_Directions for this task_. Pictures excluded, return the lines below from the first through the line holding "To accomplish the task, the agent needs to click the shrub.".

Image-backed grounding data
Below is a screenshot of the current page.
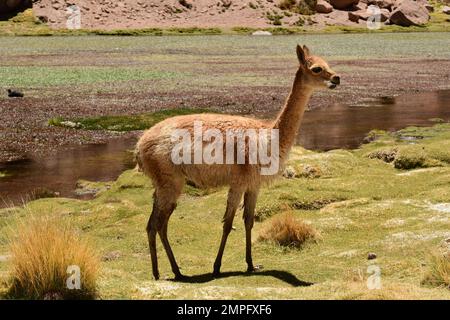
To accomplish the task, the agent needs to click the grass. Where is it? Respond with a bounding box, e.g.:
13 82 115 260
1 123 450 299
258 211 320 248
49 108 214 132
6 214 99 299
422 250 450 289
0 66 178 88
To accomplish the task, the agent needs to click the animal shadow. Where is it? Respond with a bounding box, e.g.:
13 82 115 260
171 270 313 287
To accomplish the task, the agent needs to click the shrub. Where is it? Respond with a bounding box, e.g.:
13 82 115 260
8 215 99 299
278 0 297 10
368 148 398 163
278 0 316 15
296 0 317 15
393 147 430 169
422 249 450 289
266 12 284 25
258 211 319 248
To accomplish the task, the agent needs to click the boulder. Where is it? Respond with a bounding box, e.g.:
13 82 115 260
352 2 368 10
443 6 450 14
329 0 359 10
379 8 390 22
352 6 390 22
415 0 434 12
316 0 333 13
0 0 31 14
348 10 371 22
367 0 395 9
389 0 429 26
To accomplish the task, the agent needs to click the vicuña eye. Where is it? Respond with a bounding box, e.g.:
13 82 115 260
311 67 323 74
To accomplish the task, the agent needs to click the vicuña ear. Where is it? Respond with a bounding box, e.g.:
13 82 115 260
303 45 311 57
296 44 307 66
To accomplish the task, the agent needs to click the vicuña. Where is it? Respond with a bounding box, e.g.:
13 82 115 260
136 45 341 280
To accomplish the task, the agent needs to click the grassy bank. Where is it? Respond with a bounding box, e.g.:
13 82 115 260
0 9 448 37
0 123 449 299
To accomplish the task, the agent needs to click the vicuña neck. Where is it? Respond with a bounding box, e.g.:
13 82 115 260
272 68 313 159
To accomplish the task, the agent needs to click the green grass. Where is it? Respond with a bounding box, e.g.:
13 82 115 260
0 66 178 87
1 123 450 299
49 108 214 131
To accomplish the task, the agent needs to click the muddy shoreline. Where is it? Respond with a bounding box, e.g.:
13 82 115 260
1 57 449 164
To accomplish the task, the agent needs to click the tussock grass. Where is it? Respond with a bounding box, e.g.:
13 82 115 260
258 211 319 248
7 215 99 299
422 250 450 289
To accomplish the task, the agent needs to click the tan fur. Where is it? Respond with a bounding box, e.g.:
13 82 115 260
136 45 340 280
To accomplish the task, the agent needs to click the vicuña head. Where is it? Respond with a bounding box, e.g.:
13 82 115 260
296 44 340 90
136 44 341 280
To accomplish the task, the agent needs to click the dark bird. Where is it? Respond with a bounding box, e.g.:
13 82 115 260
7 89 24 98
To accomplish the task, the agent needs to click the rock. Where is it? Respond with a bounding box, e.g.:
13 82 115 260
348 9 371 22
316 0 333 13
389 0 430 26
367 0 395 9
251 30 272 36
330 0 359 10
102 250 122 261
0 0 31 14
415 0 434 12
368 252 377 260
380 8 390 22
443 6 450 14
352 2 367 10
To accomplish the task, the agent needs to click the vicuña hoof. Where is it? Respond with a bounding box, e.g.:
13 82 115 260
174 273 187 281
247 264 264 273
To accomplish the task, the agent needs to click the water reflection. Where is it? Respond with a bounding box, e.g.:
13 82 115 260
299 90 450 150
0 90 449 207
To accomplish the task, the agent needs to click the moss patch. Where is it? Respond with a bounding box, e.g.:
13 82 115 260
49 108 214 132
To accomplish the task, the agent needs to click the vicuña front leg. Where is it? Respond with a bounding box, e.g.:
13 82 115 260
213 187 244 276
243 190 259 272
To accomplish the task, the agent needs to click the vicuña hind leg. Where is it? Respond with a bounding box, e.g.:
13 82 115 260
213 187 244 276
147 194 161 280
147 177 184 280
243 189 259 272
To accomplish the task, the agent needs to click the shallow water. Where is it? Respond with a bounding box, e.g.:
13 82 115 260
0 90 449 207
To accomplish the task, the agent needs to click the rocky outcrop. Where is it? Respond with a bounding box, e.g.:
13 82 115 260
389 0 430 26
329 0 360 9
348 7 389 22
442 5 450 14
315 0 333 13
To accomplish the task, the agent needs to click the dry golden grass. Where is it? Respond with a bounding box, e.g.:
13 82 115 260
422 249 450 289
7 215 99 299
257 211 319 248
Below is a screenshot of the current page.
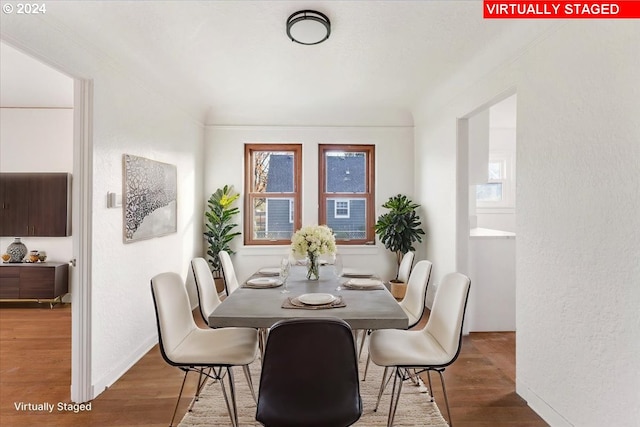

_Exercise answer_.
Below is a screenshot of the current page.
To accomplish the task, the agent needs to click the grass. Where is it? Respond with a bounding box, e.g.:
13 82 115 260
1 123 450 299
258 211 320 248
49 108 214 132
6 214 99 299
422 250 450 289
0 66 178 88
To accomplish the task, the agent needs to click the animal shadow. Where is it? Respond with a bounding box, e.g.:
13 82 115 260
171 270 313 287
To accomplish the task, the agent needs to click the shrub. Where is it? Respond with a bounding box, e.g.:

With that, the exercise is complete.